GIVEN INSTRUCTION
Pick out and copy every line in the data below that contains the string "locate". Case counts, so only matches with the same capitalization qualify.

MATERIAL TO PROCESS
* * *

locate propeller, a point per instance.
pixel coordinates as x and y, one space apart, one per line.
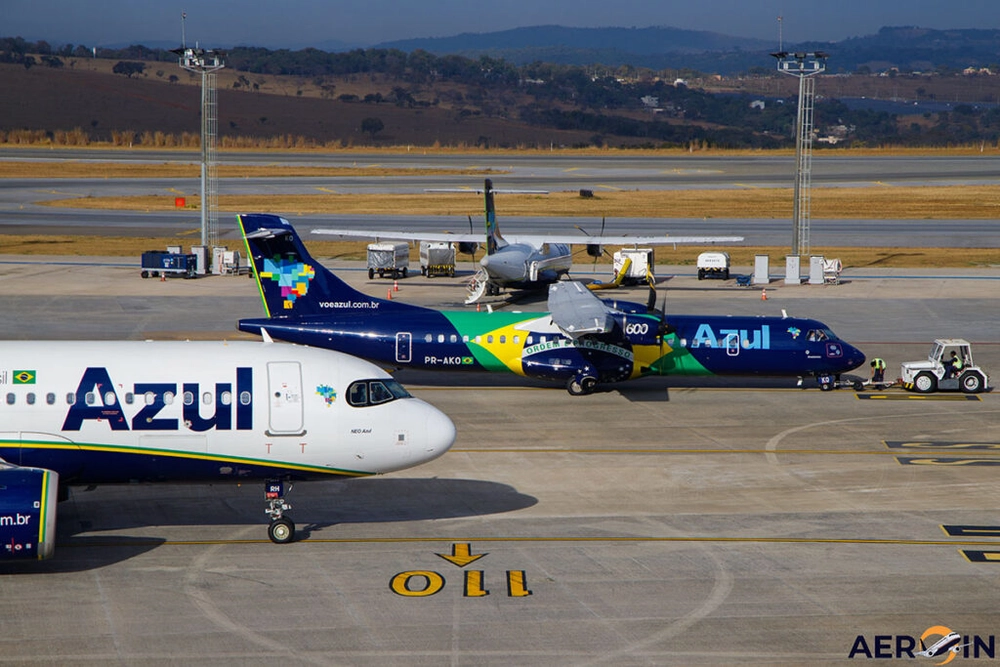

* * *

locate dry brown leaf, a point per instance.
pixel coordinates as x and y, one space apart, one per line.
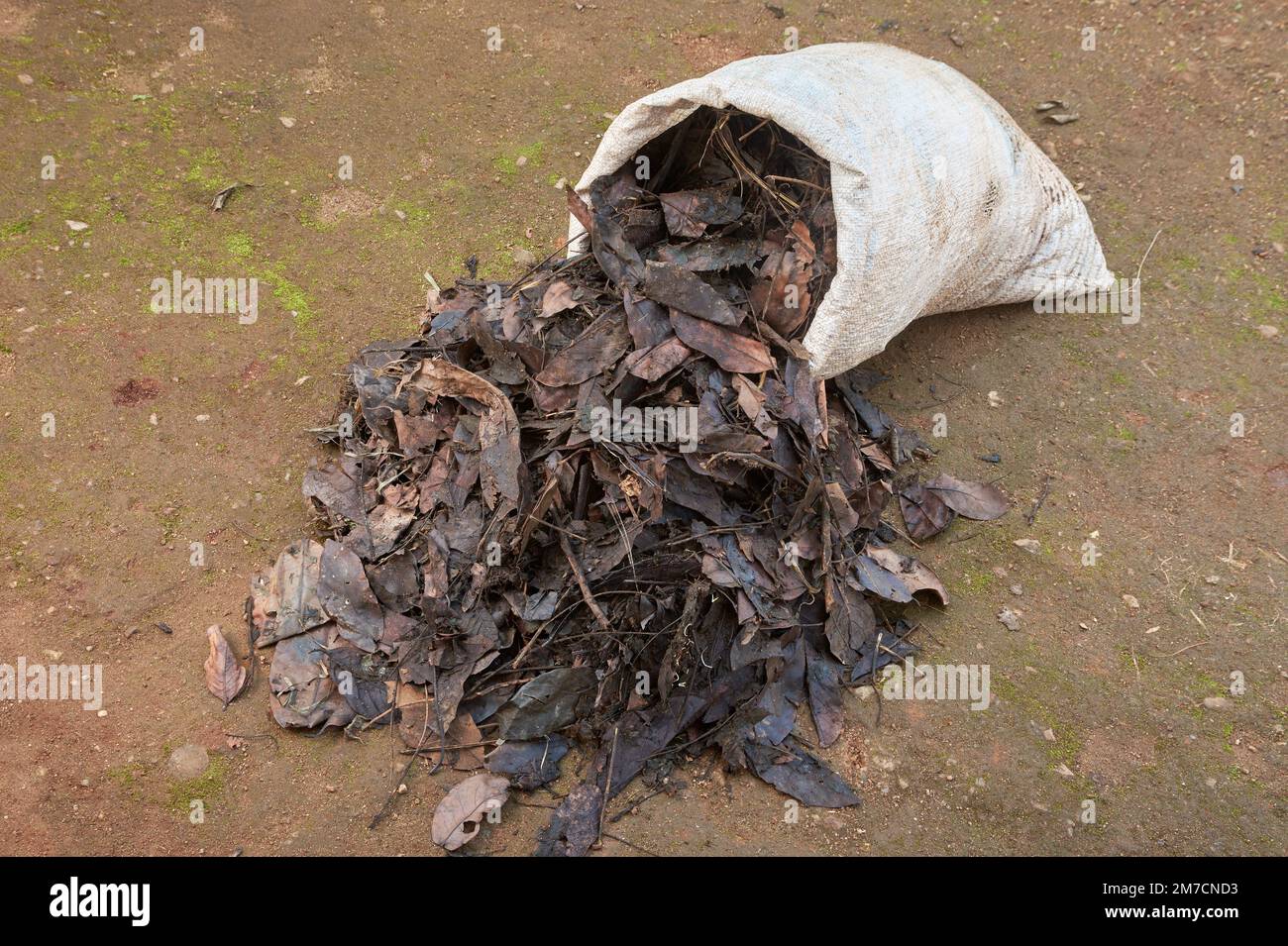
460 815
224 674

* * *

SOLUTION TO THE PROBLEM
locate propeller, a point per instance.
locate dry brown leaf, a point per instance.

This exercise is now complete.